Input material →
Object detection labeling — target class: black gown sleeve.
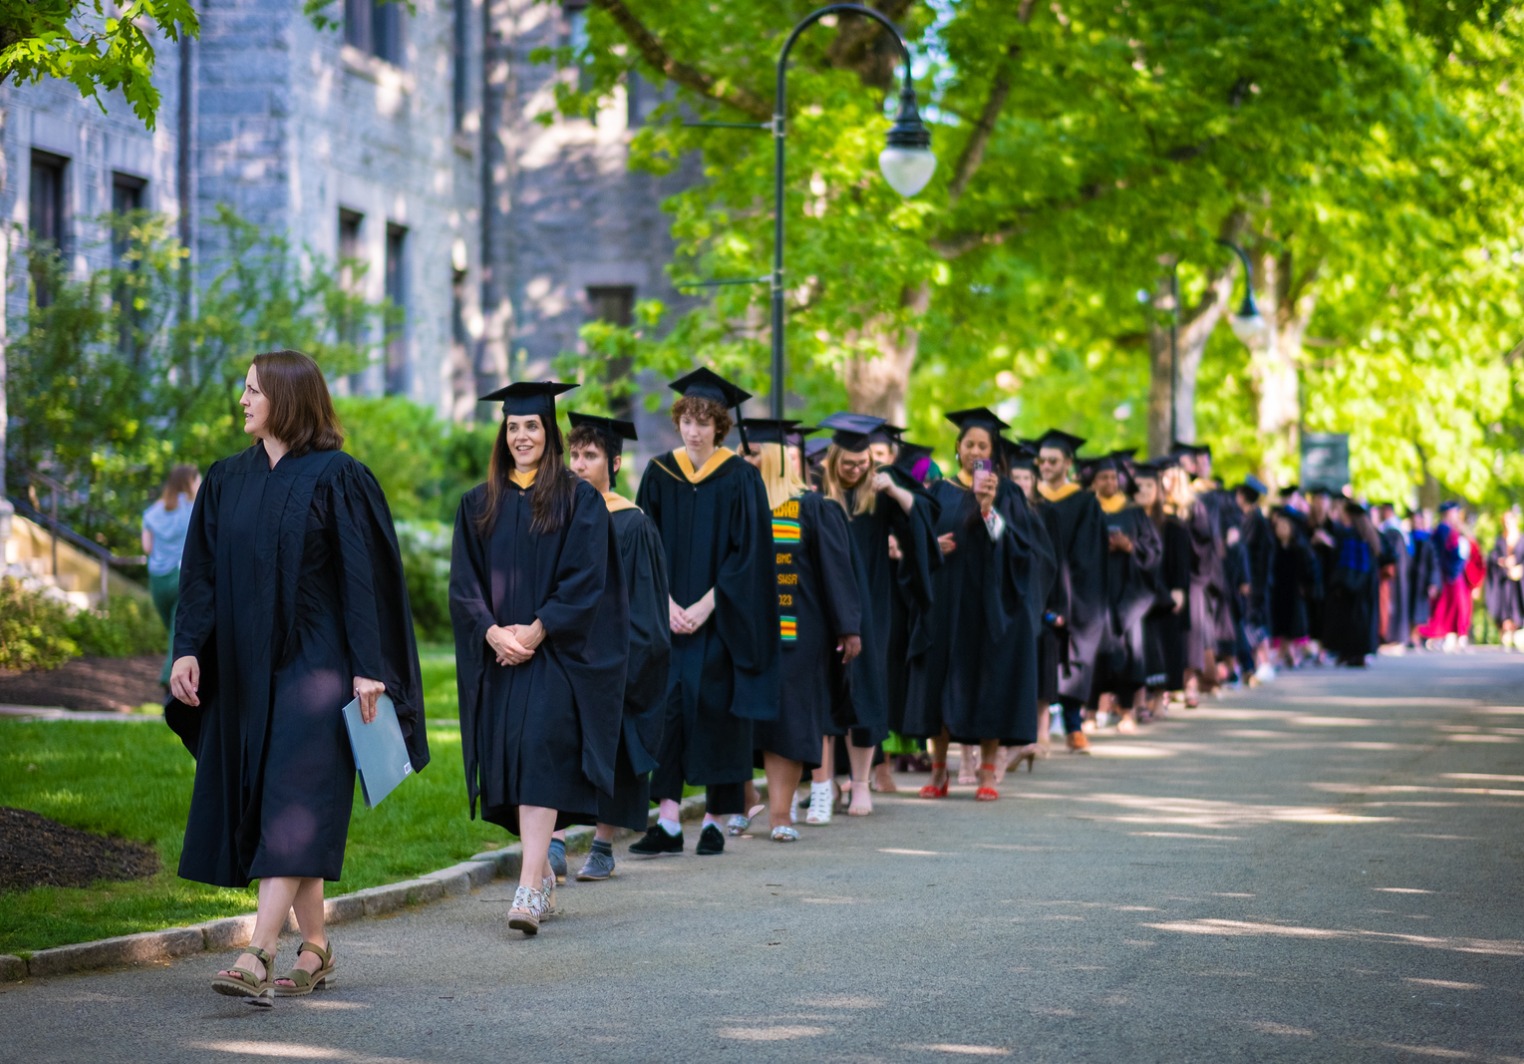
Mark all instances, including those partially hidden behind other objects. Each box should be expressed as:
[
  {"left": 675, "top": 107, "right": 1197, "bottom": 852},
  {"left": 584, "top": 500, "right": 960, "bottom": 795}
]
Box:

==

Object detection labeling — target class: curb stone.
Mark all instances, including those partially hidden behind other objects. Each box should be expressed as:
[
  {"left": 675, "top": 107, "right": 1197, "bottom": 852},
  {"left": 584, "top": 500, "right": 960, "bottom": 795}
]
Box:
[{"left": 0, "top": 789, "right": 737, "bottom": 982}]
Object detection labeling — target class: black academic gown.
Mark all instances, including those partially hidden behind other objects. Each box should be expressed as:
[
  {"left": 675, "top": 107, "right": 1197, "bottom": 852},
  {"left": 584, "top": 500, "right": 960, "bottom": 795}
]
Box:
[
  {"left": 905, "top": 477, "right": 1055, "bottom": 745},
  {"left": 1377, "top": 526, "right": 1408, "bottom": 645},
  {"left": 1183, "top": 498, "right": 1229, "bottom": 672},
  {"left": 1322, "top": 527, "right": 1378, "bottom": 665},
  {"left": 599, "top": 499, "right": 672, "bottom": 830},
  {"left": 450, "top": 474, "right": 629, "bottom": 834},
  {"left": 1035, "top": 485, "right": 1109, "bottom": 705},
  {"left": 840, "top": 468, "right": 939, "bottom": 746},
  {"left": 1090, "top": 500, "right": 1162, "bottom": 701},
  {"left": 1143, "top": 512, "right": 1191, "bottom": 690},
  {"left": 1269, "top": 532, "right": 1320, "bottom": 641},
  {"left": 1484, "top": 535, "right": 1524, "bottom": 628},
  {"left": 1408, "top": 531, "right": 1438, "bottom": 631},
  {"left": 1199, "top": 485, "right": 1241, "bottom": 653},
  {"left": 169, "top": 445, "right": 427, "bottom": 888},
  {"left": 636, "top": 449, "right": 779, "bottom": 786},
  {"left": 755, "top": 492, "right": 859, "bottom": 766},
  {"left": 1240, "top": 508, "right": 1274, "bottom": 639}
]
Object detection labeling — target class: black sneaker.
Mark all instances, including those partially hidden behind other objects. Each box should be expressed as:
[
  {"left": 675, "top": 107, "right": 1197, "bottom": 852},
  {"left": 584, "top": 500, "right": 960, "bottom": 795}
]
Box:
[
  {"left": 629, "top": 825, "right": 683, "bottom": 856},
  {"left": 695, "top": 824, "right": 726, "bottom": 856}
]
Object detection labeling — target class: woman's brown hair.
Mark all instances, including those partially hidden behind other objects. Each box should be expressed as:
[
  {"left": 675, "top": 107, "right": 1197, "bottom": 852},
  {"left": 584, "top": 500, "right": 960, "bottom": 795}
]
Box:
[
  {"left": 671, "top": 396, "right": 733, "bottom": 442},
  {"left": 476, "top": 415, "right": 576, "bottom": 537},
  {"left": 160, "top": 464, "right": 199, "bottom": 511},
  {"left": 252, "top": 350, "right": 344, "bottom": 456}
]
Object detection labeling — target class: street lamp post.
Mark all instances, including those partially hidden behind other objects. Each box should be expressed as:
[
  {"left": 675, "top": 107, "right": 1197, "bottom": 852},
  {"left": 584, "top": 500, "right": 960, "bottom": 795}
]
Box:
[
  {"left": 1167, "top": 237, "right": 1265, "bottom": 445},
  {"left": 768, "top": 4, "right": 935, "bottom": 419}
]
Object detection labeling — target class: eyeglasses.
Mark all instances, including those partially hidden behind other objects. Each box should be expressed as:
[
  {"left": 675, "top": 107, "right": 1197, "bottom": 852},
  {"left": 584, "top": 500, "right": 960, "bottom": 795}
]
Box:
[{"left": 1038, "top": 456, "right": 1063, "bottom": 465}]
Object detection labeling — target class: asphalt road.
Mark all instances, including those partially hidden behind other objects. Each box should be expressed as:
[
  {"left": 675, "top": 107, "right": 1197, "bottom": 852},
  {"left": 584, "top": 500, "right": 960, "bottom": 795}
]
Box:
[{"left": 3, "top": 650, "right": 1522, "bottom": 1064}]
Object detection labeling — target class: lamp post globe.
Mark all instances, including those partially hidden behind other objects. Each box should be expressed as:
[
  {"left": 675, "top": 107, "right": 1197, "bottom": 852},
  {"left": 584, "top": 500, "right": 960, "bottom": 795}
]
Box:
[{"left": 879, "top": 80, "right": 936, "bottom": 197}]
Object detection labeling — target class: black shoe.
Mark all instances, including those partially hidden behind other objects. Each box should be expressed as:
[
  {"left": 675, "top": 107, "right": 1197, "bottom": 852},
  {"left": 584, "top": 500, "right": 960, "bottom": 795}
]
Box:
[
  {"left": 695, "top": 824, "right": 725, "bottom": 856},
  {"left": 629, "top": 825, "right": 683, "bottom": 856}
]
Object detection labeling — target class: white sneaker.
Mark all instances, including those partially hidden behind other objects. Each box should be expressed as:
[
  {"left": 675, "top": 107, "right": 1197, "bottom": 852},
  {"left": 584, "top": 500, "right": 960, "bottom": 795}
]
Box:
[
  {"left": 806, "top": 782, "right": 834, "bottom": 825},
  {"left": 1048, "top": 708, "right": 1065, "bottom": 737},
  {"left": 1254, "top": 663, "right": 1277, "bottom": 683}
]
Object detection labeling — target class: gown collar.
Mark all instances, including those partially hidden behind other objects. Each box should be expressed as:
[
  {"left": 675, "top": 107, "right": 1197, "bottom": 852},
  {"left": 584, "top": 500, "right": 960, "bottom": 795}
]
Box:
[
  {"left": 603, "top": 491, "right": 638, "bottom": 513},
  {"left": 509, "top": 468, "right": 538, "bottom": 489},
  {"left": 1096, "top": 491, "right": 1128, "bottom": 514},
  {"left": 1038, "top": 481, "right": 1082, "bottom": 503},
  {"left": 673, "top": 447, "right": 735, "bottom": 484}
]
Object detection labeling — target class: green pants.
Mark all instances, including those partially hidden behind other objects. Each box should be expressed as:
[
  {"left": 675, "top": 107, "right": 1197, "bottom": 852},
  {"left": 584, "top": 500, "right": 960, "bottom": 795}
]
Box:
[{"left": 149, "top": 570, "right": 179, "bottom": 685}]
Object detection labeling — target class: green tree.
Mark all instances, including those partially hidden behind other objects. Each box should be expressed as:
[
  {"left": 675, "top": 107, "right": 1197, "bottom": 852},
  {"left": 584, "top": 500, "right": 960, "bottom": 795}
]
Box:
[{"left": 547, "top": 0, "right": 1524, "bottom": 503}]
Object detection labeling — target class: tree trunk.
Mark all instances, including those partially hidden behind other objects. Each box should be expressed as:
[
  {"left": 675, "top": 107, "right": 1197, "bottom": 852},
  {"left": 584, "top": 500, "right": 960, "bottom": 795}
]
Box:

Exercise goal → Each line above that has the word "post" must be copied.

Expected output →
Object detection labeling — target class: street lamp post.
Object detection labeling — target class: lamp post globe.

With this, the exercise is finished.